**EXTRACT TO READ**:
↓

Breast cancer patients requiring pre-operative localisation should not enter the operating theatre space or admissions area until the wire-insertion and / or image-guided skin marking have been conducted. These patients should go directly to the radiology department on the morning of surgery.
Patients should not be consented by the surgical team until the necessary localisation procedures have occurred. This may be complicated by the fact that pre-operative consent for wire-guided excision is, in effect used as consent for the wire-localisation procedure as well as the subsequent wide local excision. Nevertheless, the absence of a signed consent form typically acts a barrier to proceeding with induction of general anaesthesia and would have circumvented the current adverse event.
Proposed variation on the WHO surgical safety checklist to augment the pre-operative safety briefing and enhance the safety of the breast cancer patient undergoing surgery
Read aloud before administering general anaesthesia
Has the patient confirmed their name / site of surgery / procedure and consent?

↑

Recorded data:
↓

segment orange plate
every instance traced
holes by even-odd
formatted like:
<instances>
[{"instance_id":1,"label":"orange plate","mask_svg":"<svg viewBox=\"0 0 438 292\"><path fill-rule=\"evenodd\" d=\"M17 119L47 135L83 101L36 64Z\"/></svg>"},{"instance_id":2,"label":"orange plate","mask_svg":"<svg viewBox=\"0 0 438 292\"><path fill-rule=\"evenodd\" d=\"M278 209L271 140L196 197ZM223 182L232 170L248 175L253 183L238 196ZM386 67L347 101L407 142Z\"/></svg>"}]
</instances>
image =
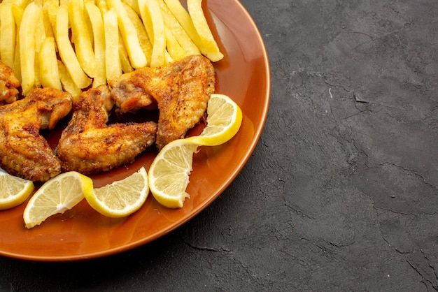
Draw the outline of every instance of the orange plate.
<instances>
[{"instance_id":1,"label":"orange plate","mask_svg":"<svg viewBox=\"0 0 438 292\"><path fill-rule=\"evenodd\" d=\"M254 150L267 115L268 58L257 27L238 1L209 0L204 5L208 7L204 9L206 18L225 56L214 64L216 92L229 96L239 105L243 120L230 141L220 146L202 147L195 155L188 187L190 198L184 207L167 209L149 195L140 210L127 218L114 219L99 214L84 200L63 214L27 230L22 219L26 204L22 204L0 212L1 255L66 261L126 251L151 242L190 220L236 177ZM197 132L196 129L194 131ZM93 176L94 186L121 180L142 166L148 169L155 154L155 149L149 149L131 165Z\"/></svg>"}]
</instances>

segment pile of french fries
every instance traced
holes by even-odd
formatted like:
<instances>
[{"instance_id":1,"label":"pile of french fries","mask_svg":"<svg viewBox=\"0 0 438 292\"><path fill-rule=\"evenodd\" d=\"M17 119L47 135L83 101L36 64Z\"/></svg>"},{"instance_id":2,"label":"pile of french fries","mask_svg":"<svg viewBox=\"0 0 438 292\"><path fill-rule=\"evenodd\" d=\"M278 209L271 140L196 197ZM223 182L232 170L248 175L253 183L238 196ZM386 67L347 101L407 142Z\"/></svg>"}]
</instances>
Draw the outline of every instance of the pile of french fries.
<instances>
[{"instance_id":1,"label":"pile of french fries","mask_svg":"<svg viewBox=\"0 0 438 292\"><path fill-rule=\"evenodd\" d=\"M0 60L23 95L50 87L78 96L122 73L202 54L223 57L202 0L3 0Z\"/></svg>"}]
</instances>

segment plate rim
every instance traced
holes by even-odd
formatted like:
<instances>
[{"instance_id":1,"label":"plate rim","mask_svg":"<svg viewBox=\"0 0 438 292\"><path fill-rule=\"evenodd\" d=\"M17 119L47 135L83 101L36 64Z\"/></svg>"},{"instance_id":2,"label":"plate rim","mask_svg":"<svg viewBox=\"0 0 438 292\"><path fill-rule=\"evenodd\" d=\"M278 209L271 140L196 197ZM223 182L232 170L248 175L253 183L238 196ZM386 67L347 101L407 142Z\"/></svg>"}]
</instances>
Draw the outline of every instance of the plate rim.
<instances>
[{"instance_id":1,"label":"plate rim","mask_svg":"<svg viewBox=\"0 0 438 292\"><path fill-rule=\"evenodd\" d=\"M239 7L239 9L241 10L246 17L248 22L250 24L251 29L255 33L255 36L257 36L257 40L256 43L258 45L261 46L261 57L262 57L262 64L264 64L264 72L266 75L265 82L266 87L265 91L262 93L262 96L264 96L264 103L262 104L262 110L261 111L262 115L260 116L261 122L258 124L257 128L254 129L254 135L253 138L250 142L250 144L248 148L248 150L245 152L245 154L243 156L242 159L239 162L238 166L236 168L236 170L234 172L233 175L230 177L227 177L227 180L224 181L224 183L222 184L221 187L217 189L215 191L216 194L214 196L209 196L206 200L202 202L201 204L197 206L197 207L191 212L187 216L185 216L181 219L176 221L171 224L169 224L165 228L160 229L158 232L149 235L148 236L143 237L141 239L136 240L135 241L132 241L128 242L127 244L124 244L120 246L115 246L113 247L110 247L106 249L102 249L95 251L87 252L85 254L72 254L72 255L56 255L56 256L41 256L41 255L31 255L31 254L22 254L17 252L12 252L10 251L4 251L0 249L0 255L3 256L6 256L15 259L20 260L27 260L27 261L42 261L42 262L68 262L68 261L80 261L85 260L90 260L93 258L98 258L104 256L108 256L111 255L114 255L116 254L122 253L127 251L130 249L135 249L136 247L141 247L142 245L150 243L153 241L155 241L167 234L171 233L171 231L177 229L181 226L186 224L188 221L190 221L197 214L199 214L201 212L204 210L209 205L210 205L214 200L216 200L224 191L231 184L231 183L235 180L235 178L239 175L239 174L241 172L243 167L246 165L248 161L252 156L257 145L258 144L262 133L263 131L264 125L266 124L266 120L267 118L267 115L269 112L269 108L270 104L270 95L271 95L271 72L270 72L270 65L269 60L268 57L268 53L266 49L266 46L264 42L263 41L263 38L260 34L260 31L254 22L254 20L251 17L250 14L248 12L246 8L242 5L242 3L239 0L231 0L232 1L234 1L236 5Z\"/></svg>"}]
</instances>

↑
↓

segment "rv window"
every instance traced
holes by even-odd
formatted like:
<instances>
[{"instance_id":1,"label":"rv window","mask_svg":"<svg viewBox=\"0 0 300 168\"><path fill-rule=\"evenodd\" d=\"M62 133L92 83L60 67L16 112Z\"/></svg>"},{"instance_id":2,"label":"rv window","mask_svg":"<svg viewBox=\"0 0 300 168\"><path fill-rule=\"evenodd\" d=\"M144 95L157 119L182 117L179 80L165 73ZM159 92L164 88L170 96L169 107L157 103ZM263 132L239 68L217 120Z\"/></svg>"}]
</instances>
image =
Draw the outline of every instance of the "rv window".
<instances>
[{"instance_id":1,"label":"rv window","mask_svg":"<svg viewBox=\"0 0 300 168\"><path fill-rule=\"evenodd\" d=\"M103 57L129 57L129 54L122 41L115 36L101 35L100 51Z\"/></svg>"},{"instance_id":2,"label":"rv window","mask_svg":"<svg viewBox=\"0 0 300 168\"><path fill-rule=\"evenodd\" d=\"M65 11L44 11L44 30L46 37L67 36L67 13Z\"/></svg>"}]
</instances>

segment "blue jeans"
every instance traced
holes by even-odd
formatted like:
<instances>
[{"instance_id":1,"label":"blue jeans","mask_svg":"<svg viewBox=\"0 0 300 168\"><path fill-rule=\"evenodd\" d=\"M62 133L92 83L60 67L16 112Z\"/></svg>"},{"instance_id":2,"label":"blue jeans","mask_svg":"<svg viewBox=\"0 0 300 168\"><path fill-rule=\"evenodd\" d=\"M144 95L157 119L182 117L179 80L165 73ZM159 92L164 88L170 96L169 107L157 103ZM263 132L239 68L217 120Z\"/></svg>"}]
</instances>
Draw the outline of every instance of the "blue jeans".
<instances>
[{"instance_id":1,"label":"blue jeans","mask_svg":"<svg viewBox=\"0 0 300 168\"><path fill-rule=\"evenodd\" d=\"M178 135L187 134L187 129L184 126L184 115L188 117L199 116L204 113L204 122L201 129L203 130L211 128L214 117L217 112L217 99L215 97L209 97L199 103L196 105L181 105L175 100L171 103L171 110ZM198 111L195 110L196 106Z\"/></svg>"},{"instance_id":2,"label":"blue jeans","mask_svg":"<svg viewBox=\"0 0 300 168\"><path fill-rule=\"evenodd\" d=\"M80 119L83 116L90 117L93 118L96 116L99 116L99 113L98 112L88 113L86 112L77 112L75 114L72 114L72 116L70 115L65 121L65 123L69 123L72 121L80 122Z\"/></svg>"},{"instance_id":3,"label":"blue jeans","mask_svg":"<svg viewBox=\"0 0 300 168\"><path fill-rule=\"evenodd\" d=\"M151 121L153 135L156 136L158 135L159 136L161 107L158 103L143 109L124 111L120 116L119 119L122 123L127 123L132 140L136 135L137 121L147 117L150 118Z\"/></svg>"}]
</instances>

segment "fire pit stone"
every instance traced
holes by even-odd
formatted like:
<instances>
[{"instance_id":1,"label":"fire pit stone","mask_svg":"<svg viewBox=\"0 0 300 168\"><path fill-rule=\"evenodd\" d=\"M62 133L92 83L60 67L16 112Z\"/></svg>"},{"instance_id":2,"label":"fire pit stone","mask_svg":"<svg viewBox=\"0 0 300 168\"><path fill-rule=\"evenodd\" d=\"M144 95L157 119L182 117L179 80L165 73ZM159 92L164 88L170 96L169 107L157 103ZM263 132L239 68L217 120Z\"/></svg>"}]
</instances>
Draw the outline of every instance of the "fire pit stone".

↑
↓

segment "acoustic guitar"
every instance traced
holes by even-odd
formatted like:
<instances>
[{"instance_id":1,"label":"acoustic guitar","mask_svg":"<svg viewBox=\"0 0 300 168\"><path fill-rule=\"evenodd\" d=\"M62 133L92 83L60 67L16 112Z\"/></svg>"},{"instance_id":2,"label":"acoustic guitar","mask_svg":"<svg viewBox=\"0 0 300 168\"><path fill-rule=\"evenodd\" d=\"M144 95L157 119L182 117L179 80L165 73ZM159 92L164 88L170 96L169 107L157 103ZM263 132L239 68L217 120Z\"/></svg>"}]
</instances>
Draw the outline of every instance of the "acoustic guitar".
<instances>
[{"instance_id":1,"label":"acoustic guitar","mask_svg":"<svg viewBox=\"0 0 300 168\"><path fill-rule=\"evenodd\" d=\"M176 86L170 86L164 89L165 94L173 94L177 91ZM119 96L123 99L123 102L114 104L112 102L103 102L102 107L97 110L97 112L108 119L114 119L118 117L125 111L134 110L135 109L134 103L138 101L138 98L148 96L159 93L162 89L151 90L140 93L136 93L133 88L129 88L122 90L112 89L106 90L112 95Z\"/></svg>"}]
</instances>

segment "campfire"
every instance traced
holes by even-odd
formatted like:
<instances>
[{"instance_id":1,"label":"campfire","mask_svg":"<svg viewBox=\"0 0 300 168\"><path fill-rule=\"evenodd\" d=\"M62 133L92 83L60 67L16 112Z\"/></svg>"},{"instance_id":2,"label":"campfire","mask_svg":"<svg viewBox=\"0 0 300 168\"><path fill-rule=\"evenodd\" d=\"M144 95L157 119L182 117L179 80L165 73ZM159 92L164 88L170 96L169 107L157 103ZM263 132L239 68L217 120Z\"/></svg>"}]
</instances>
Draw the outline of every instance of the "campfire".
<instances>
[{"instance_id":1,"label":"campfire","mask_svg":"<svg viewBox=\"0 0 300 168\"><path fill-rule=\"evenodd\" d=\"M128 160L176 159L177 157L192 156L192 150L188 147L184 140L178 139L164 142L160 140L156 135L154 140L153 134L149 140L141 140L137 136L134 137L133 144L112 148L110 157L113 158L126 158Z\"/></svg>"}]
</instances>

↑

**WORK TO COMPLETE**:
a - Translate this sentence from the breast surgery safety text into Spanish: "These patients should go directly to the radiology department on the morning of surgery."
b - Proceed with the breast surgery safety text, picking up right after its final line.
These records come from a separate source.

**TASK RESPONSES**:
a - Estos pacientes deben acudir directamente al servicio de radiología la mañana de la cirugía.

b -
Is the anaesthetic machine / medications complete?
Does the patient have an allergy (especially to blue dye)?
YES (if yes – details)
Which breast / axilla is being operated on?
Is the surgical site marked?
NO (If ‘NO’ - do not administer GA, consult with surgeon / surgical team)
Is a pre-operative localisation procedure required?
If a pre-operative localisation procedure is required, has it been performed?
NO (If ‘NO’ - do not administer GA, consult surgeon / surgical team)
Is a SLNB procedure being conducted?
If a SLNB procedure is being conducted has radioisotope injection been administered and is patent blue V / gamma probe available?
NO (If ‘NO’ - do not administer GA, consult surgeon / surgical team)
Is the patient having a breast prosthesis inserted?
If a breast prosthesis is required has it been ordered / available in theatre?
NO (If ‘NO’ - do not administer GA, consult surgeon / surgical team)
Thankfully, the current patient came to no actual harm as a result of the “near miss” but should this adverse event have occurred in a patient requiring stereotaxic guidance for wire positioning, reversal of the general anaesthetic and transfer to the x-ray department would have been mandated. In light of this case we are exploring the pre-operative patient pathway for breast cancer surgery in our own Trust and are lobbying the WHO surgical safety team to develop a more specific checklist to maximise the safety of the breast cancer patient undergoing surgical interventions within the National Health Service.